## Problem requirements
Copy every record below verbatim, line for line, changing nothing.

## Record excerpts
════════════════════
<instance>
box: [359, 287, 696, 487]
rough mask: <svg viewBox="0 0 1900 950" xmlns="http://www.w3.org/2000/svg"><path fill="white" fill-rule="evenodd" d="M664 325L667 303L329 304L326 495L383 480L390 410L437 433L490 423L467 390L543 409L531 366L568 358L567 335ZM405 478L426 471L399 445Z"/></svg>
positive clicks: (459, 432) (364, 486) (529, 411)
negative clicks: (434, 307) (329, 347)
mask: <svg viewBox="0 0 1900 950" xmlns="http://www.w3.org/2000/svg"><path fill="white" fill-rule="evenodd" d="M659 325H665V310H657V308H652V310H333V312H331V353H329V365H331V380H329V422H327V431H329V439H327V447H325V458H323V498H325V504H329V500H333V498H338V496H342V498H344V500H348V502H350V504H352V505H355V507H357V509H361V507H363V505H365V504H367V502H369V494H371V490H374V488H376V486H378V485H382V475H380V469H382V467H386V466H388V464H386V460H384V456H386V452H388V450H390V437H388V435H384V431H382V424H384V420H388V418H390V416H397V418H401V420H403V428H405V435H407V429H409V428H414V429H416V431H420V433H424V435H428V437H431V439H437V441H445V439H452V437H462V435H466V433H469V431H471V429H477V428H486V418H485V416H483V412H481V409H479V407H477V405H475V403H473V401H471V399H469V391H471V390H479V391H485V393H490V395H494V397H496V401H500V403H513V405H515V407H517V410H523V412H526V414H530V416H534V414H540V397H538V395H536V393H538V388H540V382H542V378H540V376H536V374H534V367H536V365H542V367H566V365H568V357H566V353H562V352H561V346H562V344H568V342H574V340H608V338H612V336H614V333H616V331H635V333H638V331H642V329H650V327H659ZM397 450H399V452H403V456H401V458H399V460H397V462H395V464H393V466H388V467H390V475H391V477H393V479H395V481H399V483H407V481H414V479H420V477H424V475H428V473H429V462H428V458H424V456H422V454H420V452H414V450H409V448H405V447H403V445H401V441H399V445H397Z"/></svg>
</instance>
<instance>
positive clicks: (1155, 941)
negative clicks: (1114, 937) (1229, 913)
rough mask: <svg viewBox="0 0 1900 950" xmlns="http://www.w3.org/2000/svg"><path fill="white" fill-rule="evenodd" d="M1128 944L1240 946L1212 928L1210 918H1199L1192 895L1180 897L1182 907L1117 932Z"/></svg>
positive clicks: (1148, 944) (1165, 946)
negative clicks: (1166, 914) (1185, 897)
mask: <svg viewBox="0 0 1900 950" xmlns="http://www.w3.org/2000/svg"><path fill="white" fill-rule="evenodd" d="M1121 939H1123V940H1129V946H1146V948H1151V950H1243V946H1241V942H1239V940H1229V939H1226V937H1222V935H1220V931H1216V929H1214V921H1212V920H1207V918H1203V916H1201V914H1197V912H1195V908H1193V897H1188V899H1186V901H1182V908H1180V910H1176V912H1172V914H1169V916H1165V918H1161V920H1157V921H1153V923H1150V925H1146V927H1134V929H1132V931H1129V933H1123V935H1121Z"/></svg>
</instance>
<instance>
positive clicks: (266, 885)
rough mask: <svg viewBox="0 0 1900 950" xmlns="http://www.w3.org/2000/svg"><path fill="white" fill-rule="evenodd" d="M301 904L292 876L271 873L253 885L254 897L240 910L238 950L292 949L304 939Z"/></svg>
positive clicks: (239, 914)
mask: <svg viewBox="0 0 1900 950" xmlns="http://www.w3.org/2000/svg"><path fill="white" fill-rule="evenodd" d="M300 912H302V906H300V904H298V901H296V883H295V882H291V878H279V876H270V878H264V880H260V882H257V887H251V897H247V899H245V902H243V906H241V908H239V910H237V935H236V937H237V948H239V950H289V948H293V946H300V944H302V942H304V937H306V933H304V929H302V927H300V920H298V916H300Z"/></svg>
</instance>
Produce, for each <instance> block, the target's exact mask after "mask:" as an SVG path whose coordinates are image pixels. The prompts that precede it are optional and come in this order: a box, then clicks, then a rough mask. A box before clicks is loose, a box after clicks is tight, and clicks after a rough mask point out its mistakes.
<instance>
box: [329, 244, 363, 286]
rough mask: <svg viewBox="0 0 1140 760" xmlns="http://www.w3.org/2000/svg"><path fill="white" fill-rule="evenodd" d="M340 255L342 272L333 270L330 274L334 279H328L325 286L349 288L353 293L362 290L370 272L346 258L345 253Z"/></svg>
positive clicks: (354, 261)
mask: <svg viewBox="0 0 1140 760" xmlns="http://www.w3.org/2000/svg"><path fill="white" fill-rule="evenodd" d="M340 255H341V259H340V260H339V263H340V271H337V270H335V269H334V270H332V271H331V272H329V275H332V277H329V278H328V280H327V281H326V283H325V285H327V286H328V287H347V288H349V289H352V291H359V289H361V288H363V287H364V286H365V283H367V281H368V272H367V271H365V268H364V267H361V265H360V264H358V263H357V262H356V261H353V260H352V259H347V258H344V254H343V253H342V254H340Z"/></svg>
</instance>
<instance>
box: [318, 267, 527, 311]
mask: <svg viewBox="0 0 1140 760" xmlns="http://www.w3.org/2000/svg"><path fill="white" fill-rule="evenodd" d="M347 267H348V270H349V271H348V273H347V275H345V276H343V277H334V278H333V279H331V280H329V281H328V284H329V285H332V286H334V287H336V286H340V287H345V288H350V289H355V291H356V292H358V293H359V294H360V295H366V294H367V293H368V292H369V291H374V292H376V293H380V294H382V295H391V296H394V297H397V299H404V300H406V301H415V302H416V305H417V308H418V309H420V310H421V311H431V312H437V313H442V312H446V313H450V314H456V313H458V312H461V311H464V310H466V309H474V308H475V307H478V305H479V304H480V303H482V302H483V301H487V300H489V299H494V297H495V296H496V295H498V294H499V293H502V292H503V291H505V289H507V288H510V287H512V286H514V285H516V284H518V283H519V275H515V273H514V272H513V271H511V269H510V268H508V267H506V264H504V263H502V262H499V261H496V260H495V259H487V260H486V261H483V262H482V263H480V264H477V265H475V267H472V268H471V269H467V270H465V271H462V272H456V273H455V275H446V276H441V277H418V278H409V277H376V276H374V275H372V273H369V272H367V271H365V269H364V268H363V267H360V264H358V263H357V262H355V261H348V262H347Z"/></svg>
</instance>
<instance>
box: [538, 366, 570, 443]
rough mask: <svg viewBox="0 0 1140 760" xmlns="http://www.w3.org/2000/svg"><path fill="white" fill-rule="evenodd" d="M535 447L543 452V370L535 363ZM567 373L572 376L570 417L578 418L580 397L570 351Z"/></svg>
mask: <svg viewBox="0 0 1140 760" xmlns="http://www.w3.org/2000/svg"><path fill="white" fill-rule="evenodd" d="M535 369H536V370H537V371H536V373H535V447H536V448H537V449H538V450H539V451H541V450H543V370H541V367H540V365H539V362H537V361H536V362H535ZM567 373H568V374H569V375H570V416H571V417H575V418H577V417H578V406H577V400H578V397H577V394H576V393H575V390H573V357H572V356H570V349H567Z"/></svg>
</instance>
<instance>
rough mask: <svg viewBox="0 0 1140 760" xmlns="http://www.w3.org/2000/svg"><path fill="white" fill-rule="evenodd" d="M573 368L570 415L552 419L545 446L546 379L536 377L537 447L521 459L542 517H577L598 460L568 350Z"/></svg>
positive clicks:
════════════════════
## Written solution
<instance>
box: [359, 287, 696, 487]
rough mask: <svg viewBox="0 0 1900 950" xmlns="http://www.w3.org/2000/svg"><path fill="white" fill-rule="evenodd" d="M664 325L667 303L329 304L326 495L383 480L390 410L437 433L490 423L467 390L543 409L531 366L568 358L567 335ZM405 478L426 471L399 445Z"/></svg>
positive clicks: (459, 432) (364, 486) (529, 411)
negative clicks: (434, 307) (329, 347)
mask: <svg viewBox="0 0 1900 950" xmlns="http://www.w3.org/2000/svg"><path fill="white" fill-rule="evenodd" d="M659 325H665V310H657V308H652V310H333V312H331V353H329V365H331V380H329V422H327V431H329V439H327V447H325V458H323V498H325V504H329V500H333V498H338V496H342V498H344V500H348V502H350V504H352V505H355V507H357V509H361V507H363V505H365V504H367V502H369V494H371V490H374V488H376V486H378V485H382V475H380V469H382V467H386V466H388V464H386V460H384V456H386V452H388V450H390V437H388V435H384V431H382V424H384V420H388V418H390V416H397V418H401V420H403V428H405V435H407V429H409V428H414V429H416V431H420V433H424V435H428V437H431V439H437V441H445V439H452V437H462V435H466V433H469V431H471V429H477V428H486V418H485V416H483V412H481V409H479V407H477V405H475V403H473V401H471V399H469V391H471V390H479V391H485V393H490V395H494V397H496V401H500V403H513V405H515V407H517V410H523V412H526V414H530V416H534V414H540V397H538V395H536V393H538V388H540V382H542V378H540V376H536V374H534V367H536V365H542V367H566V365H568V357H566V353H562V352H561V346H562V344H568V342H574V340H608V338H612V336H614V333H616V331H635V333H638V331H642V329H650V327H659ZM397 450H399V452H403V456H401V458H399V460H397V462H395V464H393V466H388V467H390V475H391V477H393V479H395V481H399V483H407V481H414V479H420V477H424V475H428V473H429V462H428V458H424V456H422V454H420V452H414V450H409V448H405V447H403V445H401V441H399V445H397Z"/></svg>
</instance>
<instance>
positive clicks: (1155, 941)
negative clicks: (1114, 937) (1229, 913)
rough mask: <svg viewBox="0 0 1900 950" xmlns="http://www.w3.org/2000/svg"><path fill="white" fill-rule="evenodd" d="M1128 944L1240 946L1212 928L1210 918H1199L1192 895L1180 897L1182 907L1117 932Z"/></svg>
positive clicks: (1148, 944) (1165, 946)
negative clicks: (1166, 914) (1185, 897)
mask: <svg viewBox="0 0 1900 950" xmlns="http://www.w3.org/2000/svg"><path fill="white" fill-rule="evenodd" d="M1121 939H1123V940H1129V946H1146V948H1151V950H1243V946H1241V942H1239V940H1229V939H1226V937H1222V935H1220V931H1216V929H1214V921H1212V920H1207V918H1203V916H1201V914H1197V912H1195V908H1193V897H1188V899H1186V901H1182V908H1180V910H1176V912H1172V914H1169V916H1165V918H1161V920H1157V921H1153V923H1150V925H1146V927H1134V929H1132V931H1129V933H1123V935H1121Z"/></svg>
</instance>
<instance>
positive clicks: (266, 885)
rough mask: <svg viewBox="0 0 1900 950" xmlns="http://www.w3.org/2000/svg"><path fill="white" fill-rule="evenodd" d="M301 904L292 876L271 873L253 885L254 897L240 910L238 950L292 949L304 939Z"/></svg>
positive clicks: (239, 914)
mask: <svg viewBox="0 0 1900 950" xmlns="http://www.w3.org/2000/svg"><path fill="white" fill-rule="evenodd" d="M300 912H302V906H300V904H298V901H296V883H295V882H291V878H279V876H270V878H264V880H260V882H257V887H251V897H247V899H245V902H243V906H241V908H239V910H237V935H236V937H237V948H239V950H289V948H293V946H300V944H302V942H304V937H306V933H304V929H302V927H300V920H298V916H300Z"/></svg>
</instance>
Produce, for each <instance> block, the target's exact mask after "mask:" as an SVG path whose coordinates are image pixels. The prompts that precede it are optional and come in this order: a box, then clicks, then a rough mask. A box before clicks is loose, a box after clicks is tight, and clicks after a rough mask point out its mistakes.
<instance>
box: [329, 244, 363, 286]
rough mask: <svg viewBox="0 0 1140 760" xmlns="http://www.w3.org/2000/svg"><path fill="white" fill-rule="evenodd" d="M340 255L342 272L333 270L330 274L334 279H328L325 286L349 288L353 293L362 290L370 272L346 258L345 253Z"/></svg>
positive clicks: (354, 261)
mask: <svg viewBox="0 0 1140 760" xmlns="http://www.w3.org/2000/svg"><path fill="white" fill-rule="evenodd" d="M340 255H341V259H340V260H339V263H340V271H337V270H335V269H334V270H332V271H331V272H329V275H332V277H329V278H328V280H327V281H326V283H325V285H327V286H328V287H347V288H349V289H352V291H359V289H361V288H363V287H364V286H365V283H367V281H368V272H367V271H365V268H364V267H361V265H360V264H358V263H357V262H356V261H353V260H352V259H347V258H344V254H343V253H342V254H340Z"/></svg>
</instance>
<instance>
box: [318, 267, 527, 311]
mask: <svg viewBox="0 0 1140 760" xmlns="http://www.w3.org/2000/svg"><path fill="white" fill-rule="evenodd" d="M347 267H348V270H349V271H348V273H347V275H345V276H343V277H334V278H333V279H331V280H329V281H328V284H329V285H332V286H334V287H336V286H340V287H345V288H350V289H355V291H356V292H358V293H359V294H360V295H366V294H367V293H368V292H369V291H374V292H376V293H380V294H382V295H391V296H394V297H397V299H404V300H406V301H415V302H416V305H417V308H418V309H420V310H421V311H431V312H437V313H442V312H446V313H450V314H456V313H458V312H461V311H464V310H466V309H474V308H475V307H478V305H479V304H480V303H482V302H483V301H487V300H489V299H494V297H495V296H496V295H498V294H499V293H502V292H503V291H505V289H507V288H510V287H512V286H514V285H516V284H518V283H519V275H515V273H514V272H513V271H511V269H510V268H508V267H506V264H504V263H502V262H499V261H496V260H495V259H487V260H486V261H483V262H482V263H480V264H477V265H475V267H472V268H471V269H467V270H465V271H462V272H456V273H455V275H446V276H441V277H418V278H409V277H376V276H374V275H372V273H369V272H367V271H365V269H364V268H363V267H360V264H358V263H357V262H355V261H348V262H347Z"/></svg>
</instance>
<instance>
box: [538, 366, 570, 443]
rough mask: <svg viewBox="0 0 1140 760" xmlns="http://www.w3.org/2000/svg"><path fill="white" fill-rule="evenodd" d="M535 447L543 452V370L535 363ZM567 373L572 376L570 417L578 418L580 397L570 351Z"/></svg>
mask: <svg viewBox="0 0 1140 760" xmlns="http://www.w3.org/2000/svg"><path fill="white" fill-rule="evenodd" d="M535 369H536V370H537V371H536V373H535V447H536V448H537V449H538V450H539V451H541V450H543V370H541V367H540V365H539V362H537V361H536V362H535ZM567 373H568V374H569V375H570V416H571V417H575V418H577V417H578V406H577V400H578V397H577V394H576V393H575V390H573V357H572V356H570V349H567Z"/></svg>
</instance>
<instance>
rough mask: <svg viewBox="0 0 1140 760" xmlns="http://www.w3.org/2000/svg"><path fill="white" fill-rule="evenodd" d="M573 368L570 415L552 419L545 446L546 379L536 377L537 447L521 459L542 517H577L598 460L568 350Z"/></svg>
positive clicks:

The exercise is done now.